**Task item:** Count the lines below with the string "slice" in them. Only the number should be given.

**Data provided:**
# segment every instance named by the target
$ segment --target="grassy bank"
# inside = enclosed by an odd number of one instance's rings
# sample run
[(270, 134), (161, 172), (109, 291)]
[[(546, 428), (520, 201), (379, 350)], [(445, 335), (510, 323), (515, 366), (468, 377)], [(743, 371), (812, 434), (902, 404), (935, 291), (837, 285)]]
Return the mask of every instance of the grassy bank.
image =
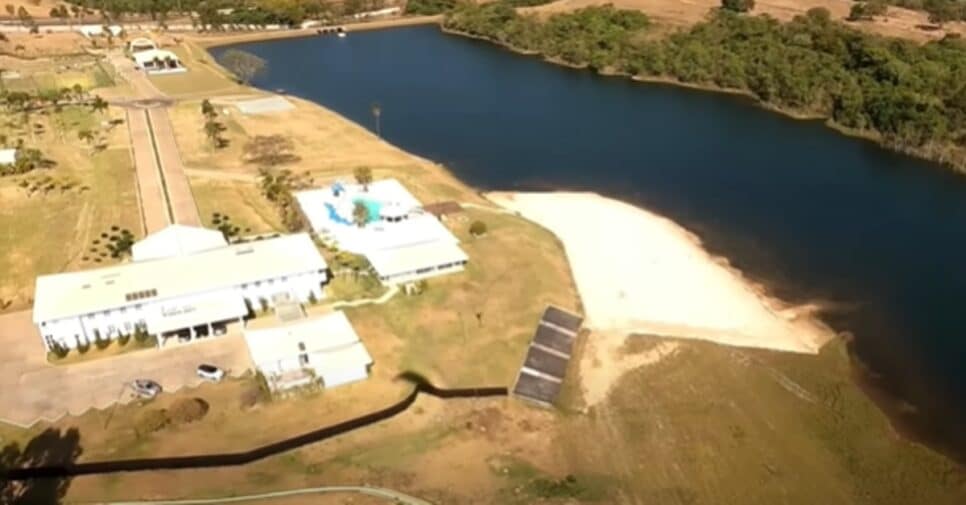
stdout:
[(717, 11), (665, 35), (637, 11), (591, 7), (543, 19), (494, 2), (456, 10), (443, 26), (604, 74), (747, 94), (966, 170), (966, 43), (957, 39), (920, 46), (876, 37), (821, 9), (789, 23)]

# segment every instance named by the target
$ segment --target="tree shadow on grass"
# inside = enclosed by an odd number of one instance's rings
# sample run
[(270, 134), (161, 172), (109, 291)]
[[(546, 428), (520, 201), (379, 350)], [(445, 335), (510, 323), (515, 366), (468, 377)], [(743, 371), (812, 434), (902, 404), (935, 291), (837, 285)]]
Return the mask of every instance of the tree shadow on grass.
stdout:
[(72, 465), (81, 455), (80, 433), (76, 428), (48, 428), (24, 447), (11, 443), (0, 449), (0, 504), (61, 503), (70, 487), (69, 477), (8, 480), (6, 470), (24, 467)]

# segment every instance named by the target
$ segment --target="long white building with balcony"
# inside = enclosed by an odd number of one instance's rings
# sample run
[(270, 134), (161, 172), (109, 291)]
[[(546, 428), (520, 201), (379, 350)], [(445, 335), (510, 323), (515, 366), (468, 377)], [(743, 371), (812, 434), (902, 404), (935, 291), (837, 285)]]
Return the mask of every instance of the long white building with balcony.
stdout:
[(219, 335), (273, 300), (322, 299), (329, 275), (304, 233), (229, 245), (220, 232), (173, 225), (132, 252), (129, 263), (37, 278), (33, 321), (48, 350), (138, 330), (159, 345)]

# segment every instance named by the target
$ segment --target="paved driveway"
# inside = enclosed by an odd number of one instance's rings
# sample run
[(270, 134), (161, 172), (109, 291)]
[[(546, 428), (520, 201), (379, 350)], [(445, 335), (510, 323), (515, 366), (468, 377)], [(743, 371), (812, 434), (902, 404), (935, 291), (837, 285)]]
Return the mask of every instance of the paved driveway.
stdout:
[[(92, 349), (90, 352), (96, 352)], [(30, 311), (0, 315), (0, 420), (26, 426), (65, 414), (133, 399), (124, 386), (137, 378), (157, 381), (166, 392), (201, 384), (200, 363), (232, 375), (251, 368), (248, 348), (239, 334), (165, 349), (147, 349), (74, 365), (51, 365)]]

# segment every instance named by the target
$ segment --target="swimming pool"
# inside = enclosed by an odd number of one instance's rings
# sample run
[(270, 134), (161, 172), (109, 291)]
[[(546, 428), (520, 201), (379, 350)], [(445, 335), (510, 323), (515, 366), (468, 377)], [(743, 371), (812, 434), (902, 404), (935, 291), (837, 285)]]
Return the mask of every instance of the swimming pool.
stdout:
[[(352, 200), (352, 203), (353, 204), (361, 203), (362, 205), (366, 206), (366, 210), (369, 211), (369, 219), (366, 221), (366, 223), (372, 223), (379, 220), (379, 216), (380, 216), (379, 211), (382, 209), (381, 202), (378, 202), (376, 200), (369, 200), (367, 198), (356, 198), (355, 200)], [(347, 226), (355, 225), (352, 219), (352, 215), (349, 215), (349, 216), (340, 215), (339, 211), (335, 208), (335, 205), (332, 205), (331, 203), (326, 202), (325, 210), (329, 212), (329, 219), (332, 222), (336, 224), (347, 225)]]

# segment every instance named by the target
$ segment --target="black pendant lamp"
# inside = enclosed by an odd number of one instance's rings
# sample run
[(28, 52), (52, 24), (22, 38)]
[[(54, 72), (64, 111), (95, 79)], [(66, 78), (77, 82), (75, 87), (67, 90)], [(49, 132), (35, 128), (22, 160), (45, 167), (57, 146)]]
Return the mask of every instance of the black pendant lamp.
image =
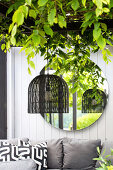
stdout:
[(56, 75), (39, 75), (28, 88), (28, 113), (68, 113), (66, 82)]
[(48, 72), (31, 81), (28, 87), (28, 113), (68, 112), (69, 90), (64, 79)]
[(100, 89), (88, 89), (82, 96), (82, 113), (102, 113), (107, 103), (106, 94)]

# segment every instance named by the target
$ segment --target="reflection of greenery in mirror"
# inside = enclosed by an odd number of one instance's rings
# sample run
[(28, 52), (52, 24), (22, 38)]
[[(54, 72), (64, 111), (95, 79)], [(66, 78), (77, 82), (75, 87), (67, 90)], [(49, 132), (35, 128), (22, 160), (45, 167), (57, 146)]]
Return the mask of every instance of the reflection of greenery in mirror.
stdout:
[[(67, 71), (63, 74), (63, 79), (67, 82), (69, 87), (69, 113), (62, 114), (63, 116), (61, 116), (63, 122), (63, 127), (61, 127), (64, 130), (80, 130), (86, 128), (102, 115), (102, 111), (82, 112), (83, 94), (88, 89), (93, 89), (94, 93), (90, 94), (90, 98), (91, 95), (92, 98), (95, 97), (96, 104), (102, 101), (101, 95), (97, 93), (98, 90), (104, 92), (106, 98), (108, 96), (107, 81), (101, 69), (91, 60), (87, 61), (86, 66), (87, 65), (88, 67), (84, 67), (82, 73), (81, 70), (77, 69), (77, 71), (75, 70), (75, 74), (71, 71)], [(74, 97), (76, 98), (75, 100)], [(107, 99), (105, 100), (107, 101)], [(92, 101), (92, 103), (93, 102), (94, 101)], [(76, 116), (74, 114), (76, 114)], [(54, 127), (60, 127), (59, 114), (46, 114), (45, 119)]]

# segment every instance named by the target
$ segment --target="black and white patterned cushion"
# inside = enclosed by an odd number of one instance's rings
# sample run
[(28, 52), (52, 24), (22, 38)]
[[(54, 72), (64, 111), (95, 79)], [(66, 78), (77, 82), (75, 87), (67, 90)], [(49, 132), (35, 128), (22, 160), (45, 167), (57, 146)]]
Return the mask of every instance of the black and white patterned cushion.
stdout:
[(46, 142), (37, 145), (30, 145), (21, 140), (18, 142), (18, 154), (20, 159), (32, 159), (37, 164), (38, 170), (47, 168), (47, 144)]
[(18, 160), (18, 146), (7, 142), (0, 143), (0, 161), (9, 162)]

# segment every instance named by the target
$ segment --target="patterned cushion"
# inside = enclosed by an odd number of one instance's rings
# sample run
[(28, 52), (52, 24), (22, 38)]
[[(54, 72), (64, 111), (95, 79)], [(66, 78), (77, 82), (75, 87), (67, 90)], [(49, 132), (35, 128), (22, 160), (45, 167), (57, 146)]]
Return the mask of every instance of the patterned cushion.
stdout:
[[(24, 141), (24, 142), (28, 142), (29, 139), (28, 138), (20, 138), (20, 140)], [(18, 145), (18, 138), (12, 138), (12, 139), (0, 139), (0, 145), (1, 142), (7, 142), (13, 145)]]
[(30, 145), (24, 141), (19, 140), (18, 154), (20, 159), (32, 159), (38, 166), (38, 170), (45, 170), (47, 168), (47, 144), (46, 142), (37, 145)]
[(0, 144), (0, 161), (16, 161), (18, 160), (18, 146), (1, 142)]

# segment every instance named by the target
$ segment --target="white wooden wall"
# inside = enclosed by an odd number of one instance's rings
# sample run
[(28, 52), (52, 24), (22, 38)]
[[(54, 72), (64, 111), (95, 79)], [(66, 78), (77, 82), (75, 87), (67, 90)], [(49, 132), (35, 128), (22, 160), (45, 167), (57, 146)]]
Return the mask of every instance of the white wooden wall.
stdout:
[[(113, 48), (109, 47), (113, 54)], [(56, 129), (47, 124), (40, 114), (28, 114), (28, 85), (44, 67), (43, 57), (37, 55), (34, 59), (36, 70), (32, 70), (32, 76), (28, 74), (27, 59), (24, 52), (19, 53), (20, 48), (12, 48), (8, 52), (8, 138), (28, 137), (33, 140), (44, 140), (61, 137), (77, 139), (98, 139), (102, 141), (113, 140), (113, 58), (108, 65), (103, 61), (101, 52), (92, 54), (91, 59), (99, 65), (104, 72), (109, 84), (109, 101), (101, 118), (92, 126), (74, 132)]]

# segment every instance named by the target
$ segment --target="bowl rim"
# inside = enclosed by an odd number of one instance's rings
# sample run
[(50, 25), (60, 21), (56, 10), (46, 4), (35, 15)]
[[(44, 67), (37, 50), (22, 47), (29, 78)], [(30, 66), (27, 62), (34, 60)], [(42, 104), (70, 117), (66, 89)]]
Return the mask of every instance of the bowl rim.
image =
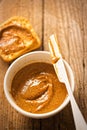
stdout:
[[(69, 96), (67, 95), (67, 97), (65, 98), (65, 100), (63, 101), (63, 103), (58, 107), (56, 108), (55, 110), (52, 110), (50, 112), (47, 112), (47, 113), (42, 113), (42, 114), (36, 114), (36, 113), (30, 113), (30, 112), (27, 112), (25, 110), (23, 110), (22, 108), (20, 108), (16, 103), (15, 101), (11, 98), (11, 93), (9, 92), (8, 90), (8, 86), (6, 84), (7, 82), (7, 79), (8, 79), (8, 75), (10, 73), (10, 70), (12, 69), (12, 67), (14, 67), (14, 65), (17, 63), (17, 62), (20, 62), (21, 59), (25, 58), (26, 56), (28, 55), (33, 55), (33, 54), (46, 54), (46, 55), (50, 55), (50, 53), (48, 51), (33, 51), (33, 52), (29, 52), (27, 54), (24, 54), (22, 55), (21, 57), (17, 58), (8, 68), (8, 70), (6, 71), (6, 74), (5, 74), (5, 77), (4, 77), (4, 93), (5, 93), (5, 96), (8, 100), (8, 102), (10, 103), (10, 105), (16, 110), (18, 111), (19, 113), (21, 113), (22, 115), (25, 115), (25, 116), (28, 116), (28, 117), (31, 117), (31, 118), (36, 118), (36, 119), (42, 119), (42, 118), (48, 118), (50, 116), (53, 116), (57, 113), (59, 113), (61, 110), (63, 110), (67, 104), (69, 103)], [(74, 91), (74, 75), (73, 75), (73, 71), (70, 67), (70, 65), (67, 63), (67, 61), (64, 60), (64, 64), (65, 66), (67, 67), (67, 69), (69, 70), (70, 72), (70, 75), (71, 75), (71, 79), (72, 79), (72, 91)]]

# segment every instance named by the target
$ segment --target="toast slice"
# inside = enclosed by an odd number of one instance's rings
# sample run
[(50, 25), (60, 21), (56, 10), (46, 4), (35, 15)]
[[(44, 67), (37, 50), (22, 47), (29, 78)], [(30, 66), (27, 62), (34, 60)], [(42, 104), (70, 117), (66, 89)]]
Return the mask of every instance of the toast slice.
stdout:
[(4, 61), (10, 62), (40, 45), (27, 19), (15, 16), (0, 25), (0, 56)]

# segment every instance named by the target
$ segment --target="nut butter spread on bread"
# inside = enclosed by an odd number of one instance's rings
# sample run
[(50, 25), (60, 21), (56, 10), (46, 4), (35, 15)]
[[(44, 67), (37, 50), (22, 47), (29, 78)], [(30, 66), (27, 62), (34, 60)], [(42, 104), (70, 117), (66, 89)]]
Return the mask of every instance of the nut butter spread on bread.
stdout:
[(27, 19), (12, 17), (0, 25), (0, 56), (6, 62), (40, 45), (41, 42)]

**Problem solution:** 2